Passage given
● ● ● ● ●

MAKE and 3D Printing

3D Printing & Imaging Workshop
MAKE and 3D Printing

The last few weeks have been exciting and busy ones for us here at MAKE. Our Ultimate Guide to 3D Printing arrived last week and is now available in the Maker Shed, and as of today, on newsstands everywhere. Last Thursday, we threw our first International Makers Meetup (with over 120 meetups worldwide and nearly 1,000 attendees), and we hosted a Google+ Hangout On Air during our own Sebastopol meetup.

All of this activity centered on 3D printing and the release of the first-ever guide to the subject. We’ve been watching this area of making and emerging high-technology since the first RepRap machines and have frequently covered it, in the magazine and here online. But this space has exploded in the last year, thanks in no small part to crowdsourcing sites and the ability of people innovating this tech to get their ideas into development and into the marketplace with increasing speed.

With today’s highly anticipated release of the MAKE Ultimate Guide to 3D Printing and our new selection of 3D printers available in the Maker Shed, we’re fully invested in this space. We think 3D printing is going over the top and we want to help lead the charge. We will be continuing to regularly cover this tech and its maker community, with reviews of new printers here on the site, coverage in the magazine, books, and likely, future print guides.

● ● ● ● ●

Given entries

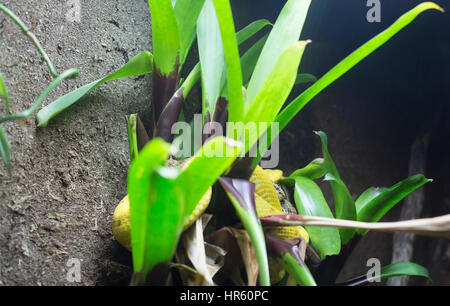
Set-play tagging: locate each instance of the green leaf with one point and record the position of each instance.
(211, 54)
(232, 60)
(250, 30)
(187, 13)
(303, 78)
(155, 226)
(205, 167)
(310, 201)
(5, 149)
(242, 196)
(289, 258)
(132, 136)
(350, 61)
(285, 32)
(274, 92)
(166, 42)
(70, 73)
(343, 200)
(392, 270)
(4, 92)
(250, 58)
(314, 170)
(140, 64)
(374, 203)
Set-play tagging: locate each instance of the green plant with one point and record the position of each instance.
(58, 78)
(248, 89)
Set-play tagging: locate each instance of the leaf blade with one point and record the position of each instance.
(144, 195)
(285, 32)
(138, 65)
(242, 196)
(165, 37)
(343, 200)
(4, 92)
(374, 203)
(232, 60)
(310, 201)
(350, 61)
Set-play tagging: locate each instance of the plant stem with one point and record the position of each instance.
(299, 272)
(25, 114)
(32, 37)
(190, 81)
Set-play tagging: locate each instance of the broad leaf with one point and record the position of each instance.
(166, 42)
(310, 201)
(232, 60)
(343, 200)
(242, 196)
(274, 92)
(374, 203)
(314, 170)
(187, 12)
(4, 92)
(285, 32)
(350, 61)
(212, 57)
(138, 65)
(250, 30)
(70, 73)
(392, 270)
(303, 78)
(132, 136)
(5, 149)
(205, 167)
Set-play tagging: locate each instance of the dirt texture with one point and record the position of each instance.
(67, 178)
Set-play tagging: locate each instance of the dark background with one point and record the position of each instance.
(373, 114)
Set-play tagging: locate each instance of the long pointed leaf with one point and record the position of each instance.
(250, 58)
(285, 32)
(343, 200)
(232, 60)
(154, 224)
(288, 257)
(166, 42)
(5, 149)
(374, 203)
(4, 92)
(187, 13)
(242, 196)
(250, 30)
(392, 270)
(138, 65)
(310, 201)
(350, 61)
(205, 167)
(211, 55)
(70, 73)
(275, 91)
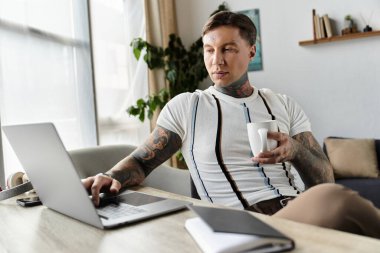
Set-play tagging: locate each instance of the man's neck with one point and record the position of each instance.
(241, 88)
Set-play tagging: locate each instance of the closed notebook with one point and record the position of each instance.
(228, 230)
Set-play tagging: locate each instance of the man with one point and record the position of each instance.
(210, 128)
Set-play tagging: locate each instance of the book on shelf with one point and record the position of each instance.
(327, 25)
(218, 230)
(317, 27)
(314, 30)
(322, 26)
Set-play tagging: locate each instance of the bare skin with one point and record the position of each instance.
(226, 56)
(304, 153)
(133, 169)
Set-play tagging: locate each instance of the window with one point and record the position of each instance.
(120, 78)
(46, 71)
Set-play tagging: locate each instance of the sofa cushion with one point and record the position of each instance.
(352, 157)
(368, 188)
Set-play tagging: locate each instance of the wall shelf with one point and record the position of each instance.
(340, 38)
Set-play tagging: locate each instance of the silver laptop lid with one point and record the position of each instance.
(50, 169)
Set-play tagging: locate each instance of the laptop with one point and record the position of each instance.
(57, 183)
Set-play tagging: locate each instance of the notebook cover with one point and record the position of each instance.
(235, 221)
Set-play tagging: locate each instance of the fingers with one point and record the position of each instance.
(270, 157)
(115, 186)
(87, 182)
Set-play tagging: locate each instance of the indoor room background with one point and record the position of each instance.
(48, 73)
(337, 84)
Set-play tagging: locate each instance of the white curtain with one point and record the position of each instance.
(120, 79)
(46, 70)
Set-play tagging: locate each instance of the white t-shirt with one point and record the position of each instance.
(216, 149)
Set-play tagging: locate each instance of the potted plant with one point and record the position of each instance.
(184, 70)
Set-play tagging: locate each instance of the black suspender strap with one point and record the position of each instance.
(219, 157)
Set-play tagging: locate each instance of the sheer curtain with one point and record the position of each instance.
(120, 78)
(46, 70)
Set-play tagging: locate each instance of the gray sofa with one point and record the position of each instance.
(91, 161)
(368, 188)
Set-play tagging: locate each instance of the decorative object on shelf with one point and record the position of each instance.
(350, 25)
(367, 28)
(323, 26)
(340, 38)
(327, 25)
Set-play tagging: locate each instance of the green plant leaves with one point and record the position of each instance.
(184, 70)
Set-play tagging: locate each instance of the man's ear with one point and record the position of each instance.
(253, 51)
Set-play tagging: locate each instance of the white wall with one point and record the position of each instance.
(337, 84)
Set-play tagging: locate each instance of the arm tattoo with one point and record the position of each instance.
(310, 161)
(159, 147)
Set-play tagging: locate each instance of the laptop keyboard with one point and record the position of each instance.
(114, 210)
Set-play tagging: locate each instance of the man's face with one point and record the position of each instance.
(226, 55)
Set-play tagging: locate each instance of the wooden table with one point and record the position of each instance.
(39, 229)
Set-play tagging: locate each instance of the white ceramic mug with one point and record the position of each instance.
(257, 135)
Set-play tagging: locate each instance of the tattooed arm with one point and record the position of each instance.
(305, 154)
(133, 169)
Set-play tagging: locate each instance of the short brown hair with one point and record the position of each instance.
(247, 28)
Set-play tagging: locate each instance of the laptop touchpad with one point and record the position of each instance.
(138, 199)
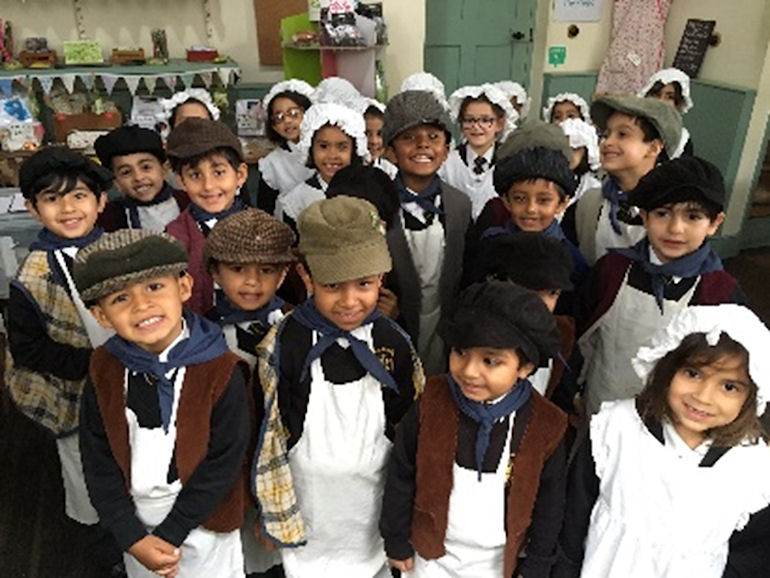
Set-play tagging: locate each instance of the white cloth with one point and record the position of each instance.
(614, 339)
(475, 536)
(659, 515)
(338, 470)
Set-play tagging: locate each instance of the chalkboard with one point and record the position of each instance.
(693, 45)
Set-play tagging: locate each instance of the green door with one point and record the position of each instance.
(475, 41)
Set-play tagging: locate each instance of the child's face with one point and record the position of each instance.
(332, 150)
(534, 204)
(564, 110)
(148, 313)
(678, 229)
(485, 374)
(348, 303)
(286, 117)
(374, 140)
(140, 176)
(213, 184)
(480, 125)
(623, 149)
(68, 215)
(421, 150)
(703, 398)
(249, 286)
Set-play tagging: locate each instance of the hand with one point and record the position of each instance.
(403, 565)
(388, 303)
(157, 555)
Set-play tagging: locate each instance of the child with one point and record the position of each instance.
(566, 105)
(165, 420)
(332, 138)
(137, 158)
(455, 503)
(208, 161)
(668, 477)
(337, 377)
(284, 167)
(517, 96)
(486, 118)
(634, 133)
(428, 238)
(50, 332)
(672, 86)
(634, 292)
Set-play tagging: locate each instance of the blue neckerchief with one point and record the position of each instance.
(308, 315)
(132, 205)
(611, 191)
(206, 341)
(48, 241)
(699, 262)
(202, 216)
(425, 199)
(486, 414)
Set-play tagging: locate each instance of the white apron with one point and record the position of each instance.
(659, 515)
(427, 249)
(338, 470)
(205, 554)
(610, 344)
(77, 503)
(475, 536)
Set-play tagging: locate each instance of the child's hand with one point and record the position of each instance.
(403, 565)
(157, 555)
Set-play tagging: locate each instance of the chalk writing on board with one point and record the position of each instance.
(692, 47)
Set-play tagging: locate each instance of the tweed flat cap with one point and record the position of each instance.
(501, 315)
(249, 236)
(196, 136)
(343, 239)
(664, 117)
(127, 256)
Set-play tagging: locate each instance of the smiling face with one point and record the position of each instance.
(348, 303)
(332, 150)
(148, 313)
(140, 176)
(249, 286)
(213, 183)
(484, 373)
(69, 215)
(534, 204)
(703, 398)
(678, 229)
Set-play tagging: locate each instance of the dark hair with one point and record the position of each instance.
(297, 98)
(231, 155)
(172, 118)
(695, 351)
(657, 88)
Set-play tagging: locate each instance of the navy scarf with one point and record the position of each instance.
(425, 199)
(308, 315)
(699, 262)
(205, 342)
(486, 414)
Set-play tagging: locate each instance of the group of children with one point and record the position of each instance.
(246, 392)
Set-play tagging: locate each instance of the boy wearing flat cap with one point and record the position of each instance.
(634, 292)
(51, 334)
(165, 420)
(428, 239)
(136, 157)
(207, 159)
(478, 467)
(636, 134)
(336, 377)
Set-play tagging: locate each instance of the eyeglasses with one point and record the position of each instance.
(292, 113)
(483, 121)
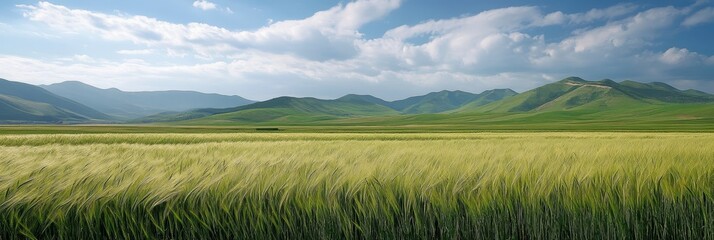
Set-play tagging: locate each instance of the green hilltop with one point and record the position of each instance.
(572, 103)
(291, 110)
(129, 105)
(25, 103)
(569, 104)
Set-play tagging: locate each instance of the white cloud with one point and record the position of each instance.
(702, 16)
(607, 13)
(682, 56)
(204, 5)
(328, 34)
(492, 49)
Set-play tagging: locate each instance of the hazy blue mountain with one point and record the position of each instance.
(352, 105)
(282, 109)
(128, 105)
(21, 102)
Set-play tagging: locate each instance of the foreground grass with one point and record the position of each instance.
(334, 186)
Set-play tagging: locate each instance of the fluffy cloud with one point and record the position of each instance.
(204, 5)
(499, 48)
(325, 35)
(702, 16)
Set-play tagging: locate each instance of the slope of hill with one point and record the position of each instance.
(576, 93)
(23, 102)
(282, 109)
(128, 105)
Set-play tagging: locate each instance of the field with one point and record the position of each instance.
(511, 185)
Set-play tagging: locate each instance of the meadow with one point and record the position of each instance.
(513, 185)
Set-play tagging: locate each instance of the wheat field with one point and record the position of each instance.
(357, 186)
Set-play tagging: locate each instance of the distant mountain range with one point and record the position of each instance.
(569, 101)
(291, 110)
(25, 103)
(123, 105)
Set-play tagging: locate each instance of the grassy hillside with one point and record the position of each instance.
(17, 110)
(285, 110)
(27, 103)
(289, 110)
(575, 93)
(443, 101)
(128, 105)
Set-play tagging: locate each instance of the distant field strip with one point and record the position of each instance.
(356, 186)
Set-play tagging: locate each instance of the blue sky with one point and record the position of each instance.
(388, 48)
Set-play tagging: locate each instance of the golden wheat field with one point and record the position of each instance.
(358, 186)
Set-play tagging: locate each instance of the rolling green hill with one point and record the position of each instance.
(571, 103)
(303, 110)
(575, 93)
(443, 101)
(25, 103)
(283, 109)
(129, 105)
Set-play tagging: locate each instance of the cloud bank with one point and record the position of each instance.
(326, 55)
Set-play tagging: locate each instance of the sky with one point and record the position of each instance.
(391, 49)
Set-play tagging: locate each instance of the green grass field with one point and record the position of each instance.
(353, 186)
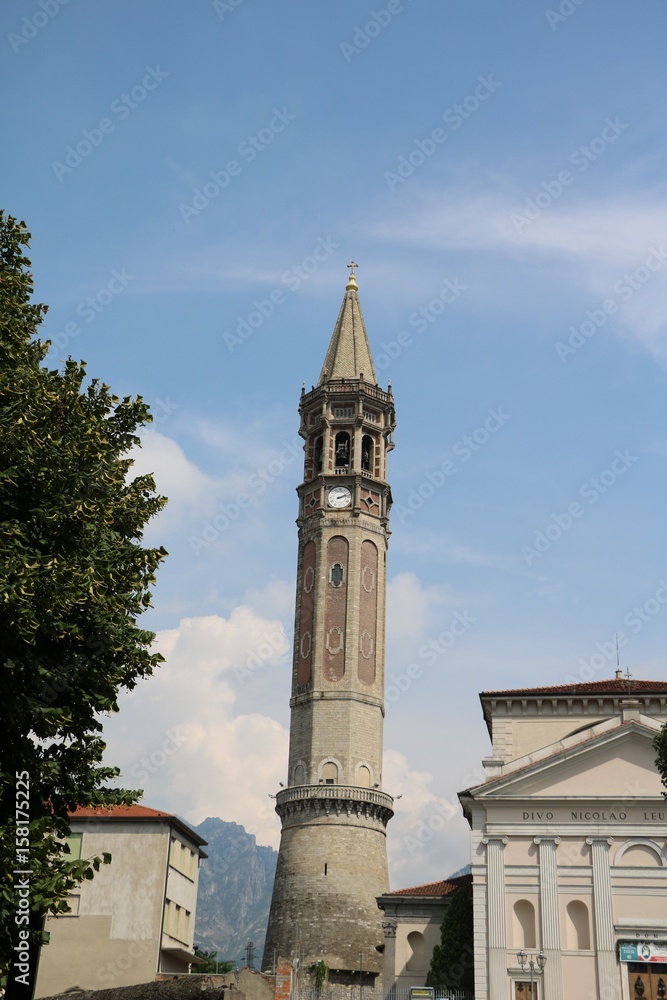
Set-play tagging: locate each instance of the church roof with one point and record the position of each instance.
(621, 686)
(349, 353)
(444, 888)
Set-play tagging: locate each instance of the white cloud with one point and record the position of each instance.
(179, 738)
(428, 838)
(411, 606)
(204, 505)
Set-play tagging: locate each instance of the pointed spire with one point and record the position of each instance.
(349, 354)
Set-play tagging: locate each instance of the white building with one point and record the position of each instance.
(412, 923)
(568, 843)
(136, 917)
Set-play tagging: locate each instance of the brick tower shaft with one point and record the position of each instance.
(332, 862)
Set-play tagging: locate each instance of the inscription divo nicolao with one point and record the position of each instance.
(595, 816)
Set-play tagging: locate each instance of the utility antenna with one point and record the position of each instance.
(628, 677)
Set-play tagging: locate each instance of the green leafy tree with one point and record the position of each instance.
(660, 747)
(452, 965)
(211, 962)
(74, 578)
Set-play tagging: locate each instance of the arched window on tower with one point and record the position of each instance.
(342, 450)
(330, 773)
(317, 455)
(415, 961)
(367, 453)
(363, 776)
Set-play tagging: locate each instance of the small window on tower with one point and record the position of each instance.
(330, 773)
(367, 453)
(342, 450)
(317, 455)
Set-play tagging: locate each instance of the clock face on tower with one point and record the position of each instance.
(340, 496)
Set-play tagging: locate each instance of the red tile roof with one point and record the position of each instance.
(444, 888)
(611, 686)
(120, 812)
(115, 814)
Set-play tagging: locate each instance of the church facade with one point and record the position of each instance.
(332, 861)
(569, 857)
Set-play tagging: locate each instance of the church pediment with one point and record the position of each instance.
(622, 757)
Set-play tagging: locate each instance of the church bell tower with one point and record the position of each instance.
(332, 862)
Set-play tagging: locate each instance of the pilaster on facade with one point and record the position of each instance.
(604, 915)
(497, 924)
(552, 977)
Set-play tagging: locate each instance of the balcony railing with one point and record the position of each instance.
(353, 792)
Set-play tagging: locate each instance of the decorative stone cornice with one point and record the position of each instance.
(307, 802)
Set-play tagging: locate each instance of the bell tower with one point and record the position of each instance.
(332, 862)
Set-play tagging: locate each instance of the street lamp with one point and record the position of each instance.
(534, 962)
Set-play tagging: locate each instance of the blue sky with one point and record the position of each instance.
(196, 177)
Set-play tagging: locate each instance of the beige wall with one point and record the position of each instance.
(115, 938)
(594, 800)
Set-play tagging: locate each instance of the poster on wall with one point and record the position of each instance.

● ● ● ● ●

Requests
**1)** According to the passage on MAKE and 3D printing, how many meetups took place worldwide during the first International Makers Meetup?
**2)** Continue the passage on MAKE and 3D printing from its last sentence.

Per-task outputs
**1)** Over 120 meetups took place worldwide.

**2)**
Our “Ultimate Guide” is really just the beginning of the conversation, us putting a stake in the ground. To produce it, we got together a dozen makers, both established luminaries in the field and tech enthusiasts with some significant connection to 3DP. They formed a kind of high-powered users group. We set up 15 of the top printers of the moment, grouped the testers into teams of two, and let them have at it over a very long, action-packed weekend. We first established a rubric, a testing protocol, that we were all happy with and then began to put the printers through a series of rigorous tests, trying to keep everything as equal and fair as possible. After the tests, and group conversations around our findings, each test team wrote up a review, including test results, tech specs, pro tips we collected from super-users of each machine, and finally, we made determinations of our standouts amongst the test group.

Even with our attempts at rigor and fairness, these are ultimately subjective reviews, relative to the opinions, tastes, and experience levels of the testers. We knew from the start there was going to be debate and disagreement over our decisions and we welcome this. To that end, we have a 3D Printing landing page here on the site, and each printer has a review preview and each of these pages includes a comments area where you can share your experiences with the machine, your opinions on which machines you like and why, and where you think our test team got it wrong. We hope you’ll join in the discussion. We’d especially like to hear from those who buy machines based on our recommendations and what your experiences are of setting up and using your new printer. We’d also love to see the things that you design and print out.

This is an exciting new chapter in the 3D printer story. We wrote the first piece of it. We hope you’ll help us flesh out the rest of the story.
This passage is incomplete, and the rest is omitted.